TASK DIRECTIONS
State how many lines in the items below contain the string "gray", treating uppercase and lowercase as different. Reply with the number alone.

────────

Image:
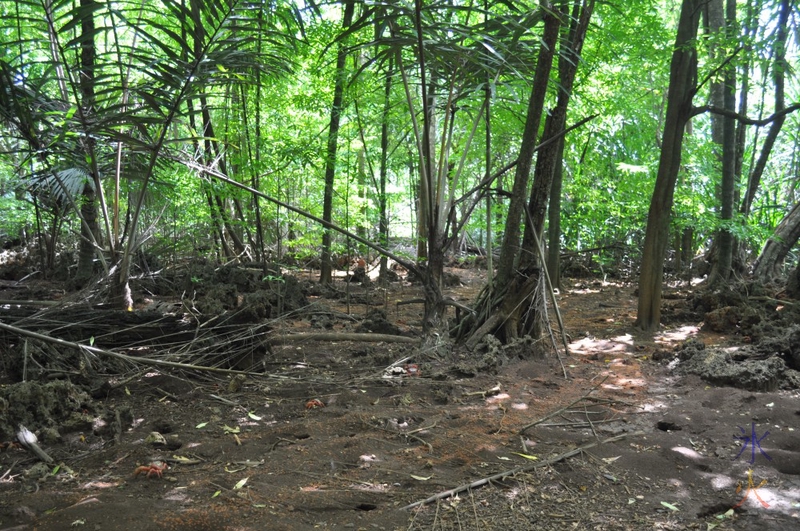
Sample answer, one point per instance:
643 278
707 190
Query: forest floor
627 444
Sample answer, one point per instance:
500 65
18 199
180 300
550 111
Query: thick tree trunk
786 235
682 86
726 239
518 312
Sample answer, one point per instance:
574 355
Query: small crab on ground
153 469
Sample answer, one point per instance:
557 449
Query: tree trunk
383 222
326 269
682 86
554 221
786 235
779 69
726 239
88 199
509 249
518 312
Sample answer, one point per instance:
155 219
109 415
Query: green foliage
262 74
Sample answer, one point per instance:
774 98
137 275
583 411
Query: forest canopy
308 133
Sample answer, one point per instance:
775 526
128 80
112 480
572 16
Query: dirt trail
260 455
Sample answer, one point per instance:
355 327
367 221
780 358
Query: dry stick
131 359
372 338
552 293
519 469
559 411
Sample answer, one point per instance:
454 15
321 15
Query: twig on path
125 357
559 411
517 470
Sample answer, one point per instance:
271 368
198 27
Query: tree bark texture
682 86
786 235
325 275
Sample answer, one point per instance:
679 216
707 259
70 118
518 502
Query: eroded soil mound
338 433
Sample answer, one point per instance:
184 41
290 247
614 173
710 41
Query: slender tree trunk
326 269
383 221
554 221
725 236
780 66
90 232
682 86
509 249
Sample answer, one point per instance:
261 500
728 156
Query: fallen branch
125 357
558 411
364 338
519 469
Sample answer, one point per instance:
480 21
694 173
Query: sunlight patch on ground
677 335
656 405
592 344
687 452
631 382
497 398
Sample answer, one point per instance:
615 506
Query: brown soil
682 458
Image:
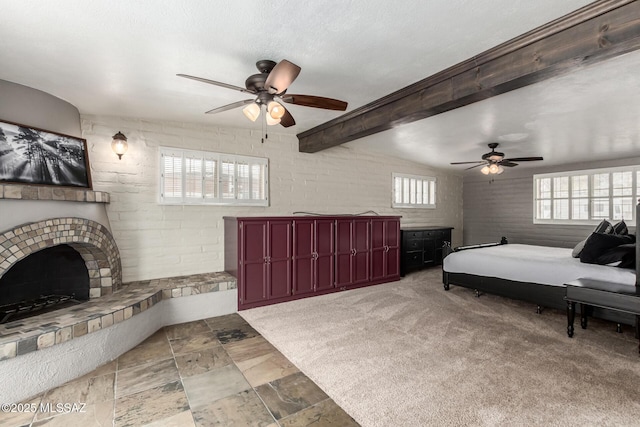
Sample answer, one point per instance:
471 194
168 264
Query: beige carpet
410 354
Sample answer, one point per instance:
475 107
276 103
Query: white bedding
535 264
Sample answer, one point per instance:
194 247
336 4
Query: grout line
115 388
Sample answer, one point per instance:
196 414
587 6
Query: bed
536 274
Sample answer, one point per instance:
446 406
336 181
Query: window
585 197
201 177
413 191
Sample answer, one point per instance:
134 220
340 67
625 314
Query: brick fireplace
90 239
69 232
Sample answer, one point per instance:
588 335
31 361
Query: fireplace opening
46 280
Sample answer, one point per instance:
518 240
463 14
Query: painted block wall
505 208
163 240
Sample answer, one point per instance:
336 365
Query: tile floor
212 372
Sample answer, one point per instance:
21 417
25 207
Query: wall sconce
119 144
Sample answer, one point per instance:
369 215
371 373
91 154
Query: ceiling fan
494 161
270 86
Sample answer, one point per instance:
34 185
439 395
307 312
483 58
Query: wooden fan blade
213 82
282 75
287 119
508 163
230 106
523 159
316 102
476 166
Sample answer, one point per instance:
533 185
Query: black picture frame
29 155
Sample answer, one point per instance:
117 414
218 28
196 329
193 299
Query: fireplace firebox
45 280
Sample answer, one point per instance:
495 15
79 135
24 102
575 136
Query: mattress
535 264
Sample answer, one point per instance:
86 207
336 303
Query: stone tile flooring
212 372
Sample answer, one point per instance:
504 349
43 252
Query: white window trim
219 157
430 179
590 172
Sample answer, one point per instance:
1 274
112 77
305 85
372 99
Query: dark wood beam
597 32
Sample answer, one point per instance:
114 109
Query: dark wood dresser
277 259
421 247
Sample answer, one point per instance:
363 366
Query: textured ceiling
120 57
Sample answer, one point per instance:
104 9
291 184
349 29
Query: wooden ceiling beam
594 33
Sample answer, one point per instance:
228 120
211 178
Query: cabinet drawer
433 234
412 235
412 245
412 259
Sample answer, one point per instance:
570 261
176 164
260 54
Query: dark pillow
623 256
620 228
598 243
604 227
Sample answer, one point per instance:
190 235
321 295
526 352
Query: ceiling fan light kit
252 111
270 86
494 162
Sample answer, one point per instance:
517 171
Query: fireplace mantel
44 192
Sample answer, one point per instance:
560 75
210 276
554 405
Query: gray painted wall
32 107
505 208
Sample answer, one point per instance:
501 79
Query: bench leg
571 314
583 315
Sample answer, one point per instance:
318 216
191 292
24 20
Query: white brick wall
160 241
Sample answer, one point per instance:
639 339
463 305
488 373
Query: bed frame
539 294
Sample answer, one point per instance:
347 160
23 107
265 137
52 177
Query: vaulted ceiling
121 58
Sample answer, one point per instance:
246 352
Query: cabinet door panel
378 233
343 236
325 249
303 231
378 260
279 278
254 283
254 241
325 273
279 240
343 251
362 257
343 269
280 256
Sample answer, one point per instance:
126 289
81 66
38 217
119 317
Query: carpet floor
409 353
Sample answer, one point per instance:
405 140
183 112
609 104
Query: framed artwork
30 155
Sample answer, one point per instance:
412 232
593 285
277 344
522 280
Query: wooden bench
598 293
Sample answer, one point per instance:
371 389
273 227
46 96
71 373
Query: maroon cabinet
313 255
265 259
352 251
278 259
385 249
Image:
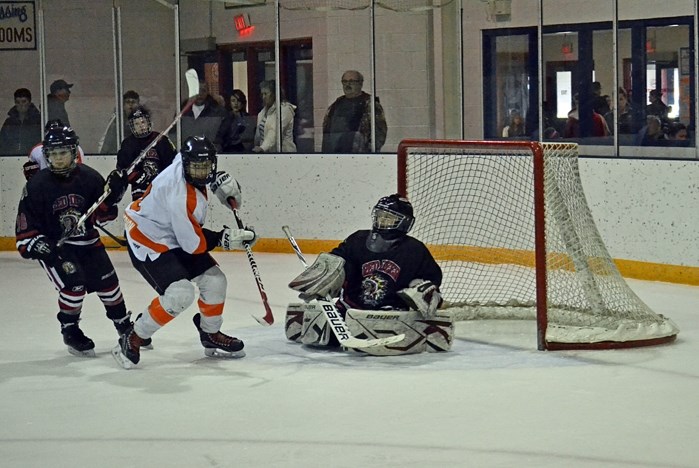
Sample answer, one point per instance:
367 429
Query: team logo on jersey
374 290
69 219
69 267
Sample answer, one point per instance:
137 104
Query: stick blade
267 320
192 82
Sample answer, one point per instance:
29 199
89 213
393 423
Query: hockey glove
30 168
44 249
236 239
322 280
225 187
423 296
117 180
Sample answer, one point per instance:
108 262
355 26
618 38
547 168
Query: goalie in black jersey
386 282
52 202
158 158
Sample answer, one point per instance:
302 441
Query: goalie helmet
60 150
392 217
199 160
140 123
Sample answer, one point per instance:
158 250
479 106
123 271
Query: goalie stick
333 316
268 318
193 89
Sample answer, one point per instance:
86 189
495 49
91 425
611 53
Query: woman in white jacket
267 121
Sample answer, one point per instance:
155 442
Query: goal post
509 224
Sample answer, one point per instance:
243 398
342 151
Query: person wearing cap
109 143
56 101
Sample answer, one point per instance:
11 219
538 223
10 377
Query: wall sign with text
17 26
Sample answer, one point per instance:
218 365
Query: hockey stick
334 318
193 88
118 240
268 318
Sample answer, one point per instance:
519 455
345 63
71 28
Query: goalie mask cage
509 224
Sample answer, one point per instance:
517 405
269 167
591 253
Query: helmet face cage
392 216
140 123
199 161
56 143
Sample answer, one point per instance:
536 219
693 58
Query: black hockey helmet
53 124
140 123
392 217
199 160
57 141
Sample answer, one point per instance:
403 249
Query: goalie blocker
306 324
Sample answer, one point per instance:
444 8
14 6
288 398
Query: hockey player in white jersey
170 247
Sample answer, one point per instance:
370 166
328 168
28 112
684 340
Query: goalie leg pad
315 331
420 334
293 324
439 332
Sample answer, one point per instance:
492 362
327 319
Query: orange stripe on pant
210 310
159 315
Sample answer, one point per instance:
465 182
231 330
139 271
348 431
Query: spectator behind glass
205 118
22 127
347 122
678 134
572 130
657 107
108 143
515 128
56 101
599 102
237 125
625 115
652 133
268 120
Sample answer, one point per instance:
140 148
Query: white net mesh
474 207
393 5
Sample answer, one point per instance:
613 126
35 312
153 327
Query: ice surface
493 401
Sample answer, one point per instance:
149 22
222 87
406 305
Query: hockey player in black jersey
374 274
51 204
158 158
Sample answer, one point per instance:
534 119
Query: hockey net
510 226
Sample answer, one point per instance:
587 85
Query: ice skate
78 344
127 352
219 344
147 343
74 338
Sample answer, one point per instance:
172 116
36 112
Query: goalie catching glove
225 187
423 296
322 280
235 239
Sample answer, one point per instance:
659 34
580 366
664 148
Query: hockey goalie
386 284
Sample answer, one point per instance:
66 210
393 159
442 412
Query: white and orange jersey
169 215
37 155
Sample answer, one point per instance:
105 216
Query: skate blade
122 360
86 353
221 354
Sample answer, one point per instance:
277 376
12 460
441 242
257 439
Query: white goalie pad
315 330
432 335
293 323
321 280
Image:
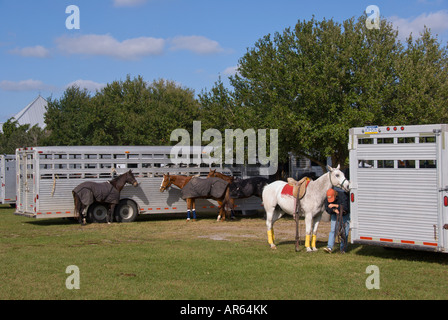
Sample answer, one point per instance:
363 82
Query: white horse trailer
46 177
8 179
399 186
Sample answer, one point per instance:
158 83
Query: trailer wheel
126 211
97 213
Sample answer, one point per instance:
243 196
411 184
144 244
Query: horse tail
226 201
76 203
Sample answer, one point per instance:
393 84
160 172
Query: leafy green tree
16 136
68 119
129 112
315 81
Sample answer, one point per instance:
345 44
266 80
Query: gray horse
312 204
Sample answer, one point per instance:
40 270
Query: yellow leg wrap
307 241
271 237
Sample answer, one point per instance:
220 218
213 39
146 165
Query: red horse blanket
293 189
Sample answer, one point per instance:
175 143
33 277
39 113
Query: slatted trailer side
47 175
399 186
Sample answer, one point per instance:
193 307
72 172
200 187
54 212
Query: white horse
312 204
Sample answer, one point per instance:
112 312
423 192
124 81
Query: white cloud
437 22
87 84
25 85
106 45
36 51
231 71
128 3
196 44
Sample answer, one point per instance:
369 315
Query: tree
68 119
18 136
315 81
129 112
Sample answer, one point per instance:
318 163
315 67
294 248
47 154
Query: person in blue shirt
337 205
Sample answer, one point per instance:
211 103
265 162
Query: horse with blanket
108 193
193 188
241 188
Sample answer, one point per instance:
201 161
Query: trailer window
385 164
385 140
431 139
365 141
406 164
406 140
366 164
427 164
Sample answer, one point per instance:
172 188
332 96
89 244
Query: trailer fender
126 210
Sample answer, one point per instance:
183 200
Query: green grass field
164 257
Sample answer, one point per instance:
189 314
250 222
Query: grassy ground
164 257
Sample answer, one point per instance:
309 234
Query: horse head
131 179
211 174
338 179
166 182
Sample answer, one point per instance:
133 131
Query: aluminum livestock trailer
8 179
46 177
399 186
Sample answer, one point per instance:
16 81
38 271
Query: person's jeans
331 237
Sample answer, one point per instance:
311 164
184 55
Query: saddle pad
296 188
287 190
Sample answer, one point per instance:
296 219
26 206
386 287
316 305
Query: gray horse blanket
90 192
204 188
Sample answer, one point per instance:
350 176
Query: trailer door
25 181
396 196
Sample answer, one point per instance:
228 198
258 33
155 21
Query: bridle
162 187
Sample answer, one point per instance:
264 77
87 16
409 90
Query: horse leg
316 221
220 215
110 214
82 215
232 208
311 232
308 225
194 209
272 215
188 208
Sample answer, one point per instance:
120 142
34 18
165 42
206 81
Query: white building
33 113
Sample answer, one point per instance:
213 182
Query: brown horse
181 181
104 192
227 178
242 188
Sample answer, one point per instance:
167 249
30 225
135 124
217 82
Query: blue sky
192 42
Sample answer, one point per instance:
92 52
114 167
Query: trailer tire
126 211
97 213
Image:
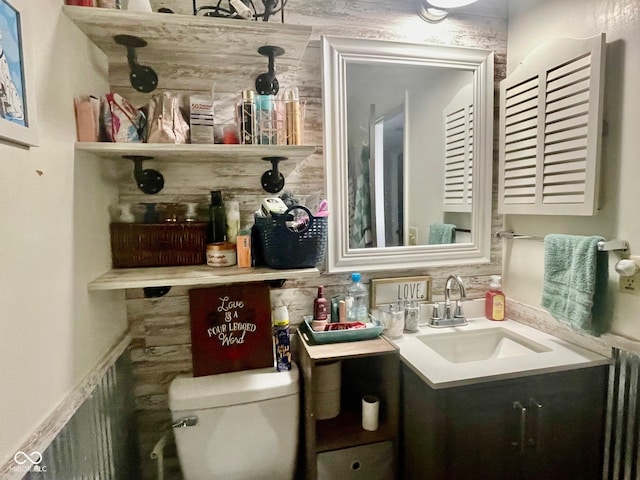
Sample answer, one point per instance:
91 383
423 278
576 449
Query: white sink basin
484 351
481 344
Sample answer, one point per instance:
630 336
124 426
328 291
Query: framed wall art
17 102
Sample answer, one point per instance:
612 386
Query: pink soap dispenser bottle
494 303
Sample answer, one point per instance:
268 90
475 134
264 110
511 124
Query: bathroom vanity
531 407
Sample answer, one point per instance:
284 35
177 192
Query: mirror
408 153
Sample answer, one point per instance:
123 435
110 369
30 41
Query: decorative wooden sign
392 290
231 328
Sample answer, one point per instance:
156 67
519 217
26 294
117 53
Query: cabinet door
565 425
484 433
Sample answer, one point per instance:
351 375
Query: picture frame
17 98
392 290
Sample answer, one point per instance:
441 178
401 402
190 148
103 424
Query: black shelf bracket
155 292
267 83
144 79
272 180
150 181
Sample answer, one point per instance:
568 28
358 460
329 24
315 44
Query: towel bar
604 246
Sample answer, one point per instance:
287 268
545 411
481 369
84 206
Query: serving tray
339 336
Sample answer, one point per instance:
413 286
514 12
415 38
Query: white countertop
441 373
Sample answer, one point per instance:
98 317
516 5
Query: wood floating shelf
191 152
345 430
122 278
190 52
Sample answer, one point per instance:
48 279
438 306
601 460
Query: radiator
99 441
621 435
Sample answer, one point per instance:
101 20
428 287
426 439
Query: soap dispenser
494 304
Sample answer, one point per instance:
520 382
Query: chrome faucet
449 319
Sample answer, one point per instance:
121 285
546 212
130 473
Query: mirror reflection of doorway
388 179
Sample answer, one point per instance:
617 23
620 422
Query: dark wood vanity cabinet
539 427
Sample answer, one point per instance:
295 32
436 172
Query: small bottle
411 316
357 300
217 217
281 340
247 120
494 304
264 120
320 305
232 210
293 116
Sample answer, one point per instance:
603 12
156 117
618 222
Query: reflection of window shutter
551 128
458 152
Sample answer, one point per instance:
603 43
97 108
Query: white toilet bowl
237 426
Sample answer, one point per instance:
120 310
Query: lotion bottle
494 305
320 305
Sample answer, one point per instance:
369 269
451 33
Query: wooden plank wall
160 327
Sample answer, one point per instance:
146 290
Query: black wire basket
290 241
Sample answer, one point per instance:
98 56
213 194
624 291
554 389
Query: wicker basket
158 244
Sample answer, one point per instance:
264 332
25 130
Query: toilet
237 426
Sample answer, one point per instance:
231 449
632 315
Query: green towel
440 233
575 281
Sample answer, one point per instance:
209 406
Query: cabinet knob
522 411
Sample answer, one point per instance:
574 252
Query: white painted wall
53 239
532 22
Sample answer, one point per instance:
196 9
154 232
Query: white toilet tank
237 426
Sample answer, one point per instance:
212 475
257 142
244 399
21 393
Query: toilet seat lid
234 388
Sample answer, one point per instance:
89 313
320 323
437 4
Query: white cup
370 410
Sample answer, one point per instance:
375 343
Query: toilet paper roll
370 411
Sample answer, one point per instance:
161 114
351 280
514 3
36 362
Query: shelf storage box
280 244
158 244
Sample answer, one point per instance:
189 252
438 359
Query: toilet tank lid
234 388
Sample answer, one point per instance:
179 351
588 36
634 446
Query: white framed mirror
408 141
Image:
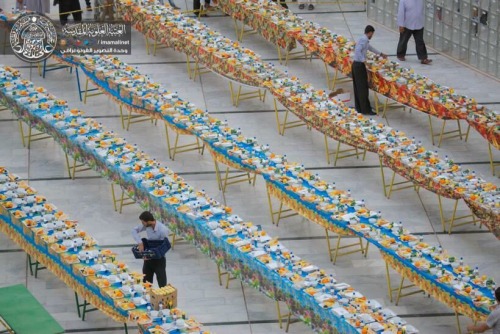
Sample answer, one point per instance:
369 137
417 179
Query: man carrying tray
154 231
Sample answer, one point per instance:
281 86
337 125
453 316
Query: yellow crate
166 295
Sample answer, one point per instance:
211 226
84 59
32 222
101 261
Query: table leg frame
276 220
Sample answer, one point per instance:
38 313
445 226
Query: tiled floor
88 200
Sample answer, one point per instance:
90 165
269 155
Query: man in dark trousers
360 74
154 231
411 23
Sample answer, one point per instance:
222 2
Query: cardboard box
166 295
340 95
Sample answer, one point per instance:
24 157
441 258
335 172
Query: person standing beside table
493 320
154 231
411 23
360 73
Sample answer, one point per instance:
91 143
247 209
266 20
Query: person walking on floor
411 23
309 3
154 231
360 74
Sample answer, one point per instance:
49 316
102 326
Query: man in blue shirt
154 231
411 23
360 74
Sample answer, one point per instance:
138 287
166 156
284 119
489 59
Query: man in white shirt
492 322
154 231
411 23
360 74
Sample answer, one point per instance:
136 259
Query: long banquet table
321 200
403 155
59 244
243 248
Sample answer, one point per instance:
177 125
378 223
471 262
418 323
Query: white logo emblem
33 37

────────

RESULT OF THIS EXERCISE
3